** begin Document excerpt **

Fitness Minutes: (14,252)
9,692 6/15/12 2:13 P
I think what matters here isn't what duration or intensity is appropriate for this child at all. She may be able to run it just fine.
What matters is the fact that she's being forced into a sustained activity. Does she want to do this? What's the benefit of forcing the 60 minute run? Does she want to stop, and isn't being allowed to?
This could be abuse, or this could be the boyfriend helping the girl reach her own desired goals.
It's hard to say which is which.
Heather Writer, mother, wife, and breadwinner. I love to run, but running doesn't love me, so I'm switching to my low-impact bike.
Fitness Minutes: (2,211)
6/15/12 1:04 P
The duration and the intensity of the run is what really matters most. We know the duration is 1 hour but we don't know the intensity. If she is running at a very high intensity then 1 hour is totally not necessary for good health and may be dangerous. If she is running at a pace that is barely above walking speed then that might be fine for 1 hour but I still wouldn't recommend it for 1 hour. I'd say 10-15 minutes for high intensity, 15-25 for moderate, and 25-40 minutes for lower intensity.
Fitness Minutes: (126,948)
6/15/12 12:28 P
If you've all tried to talk to the mother and nothing's happening, something more has to happen. It says a lot when the boyfriend doesn't want you to take them for a walk and gets upset; that's weird and controlling. It's NOT acceptable. He's forcing her to run as punishment!! This isn't exercise or just for fun!

** end Document excerpt **
** begin Extracted entries **

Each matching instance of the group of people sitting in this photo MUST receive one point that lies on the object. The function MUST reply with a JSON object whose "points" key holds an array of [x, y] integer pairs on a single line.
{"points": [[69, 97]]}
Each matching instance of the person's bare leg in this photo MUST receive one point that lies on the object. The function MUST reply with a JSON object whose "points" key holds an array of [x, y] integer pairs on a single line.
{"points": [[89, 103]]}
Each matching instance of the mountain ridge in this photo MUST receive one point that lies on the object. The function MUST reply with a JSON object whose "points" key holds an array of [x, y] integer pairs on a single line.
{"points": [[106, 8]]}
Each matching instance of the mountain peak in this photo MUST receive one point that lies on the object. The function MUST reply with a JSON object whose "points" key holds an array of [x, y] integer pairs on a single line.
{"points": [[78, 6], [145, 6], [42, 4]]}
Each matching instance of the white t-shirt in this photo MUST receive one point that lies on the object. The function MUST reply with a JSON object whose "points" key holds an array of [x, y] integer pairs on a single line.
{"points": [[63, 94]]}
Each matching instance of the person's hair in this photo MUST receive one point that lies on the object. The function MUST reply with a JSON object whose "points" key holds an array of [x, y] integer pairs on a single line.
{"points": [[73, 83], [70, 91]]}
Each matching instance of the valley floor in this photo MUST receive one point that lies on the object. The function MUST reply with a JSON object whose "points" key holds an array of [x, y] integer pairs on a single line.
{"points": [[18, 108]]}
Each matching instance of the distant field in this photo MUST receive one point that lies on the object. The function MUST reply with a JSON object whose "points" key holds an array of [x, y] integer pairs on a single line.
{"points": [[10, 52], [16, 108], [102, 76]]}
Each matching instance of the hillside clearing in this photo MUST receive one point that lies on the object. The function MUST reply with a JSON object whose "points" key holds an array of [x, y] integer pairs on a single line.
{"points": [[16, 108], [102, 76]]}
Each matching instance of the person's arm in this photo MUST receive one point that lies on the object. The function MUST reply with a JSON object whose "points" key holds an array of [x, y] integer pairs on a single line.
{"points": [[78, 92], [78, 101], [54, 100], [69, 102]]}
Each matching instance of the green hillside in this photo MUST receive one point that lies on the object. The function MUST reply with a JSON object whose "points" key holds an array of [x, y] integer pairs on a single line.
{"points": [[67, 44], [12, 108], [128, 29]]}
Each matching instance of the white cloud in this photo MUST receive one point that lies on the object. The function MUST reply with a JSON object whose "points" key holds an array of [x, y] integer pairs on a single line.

** end Extracted entries **

Exercise instructions:
1. Translate this sentence from the forum thread into Spanish: "We know the duration is 1 hour but we don't know the intensity."
2. Please reproduce the forum thread word for word from "6/15/12 1:04 P" to "just for fun!".

Answers provided:
1. Sabemos que la duración es de 1 hora, pero no conocemos la intensidad.

2.
6/15/12 1:04 P
The duration and the intensity of the run is what really matters most. We know the duration is 1 hour but we don't know the intensity. If she is running at a very high intensity then 1 hour is totally not necessary for good health and may be dangerous. If she is running at a pace that is barely above walking speed then that might be fine for 1 hour but I still wouldn't recommend it for 1 hour. I'd say 10-15 minutes for high intensity, 15-25 for moderate, and 25-40 minutes for lower intensity.
Fitness Minutes: (126,948)
6/15/12 12:28 P
If you've all tried to talk to the mother and nothing's happening, something more has to happen. It says a lot when the boyfriend doesn't want you to take them for a walk and gets upset; that's weird and controlling. It's NOT acceptable. He's forcing her to run as punishment!! This isn't exercise or just for fun!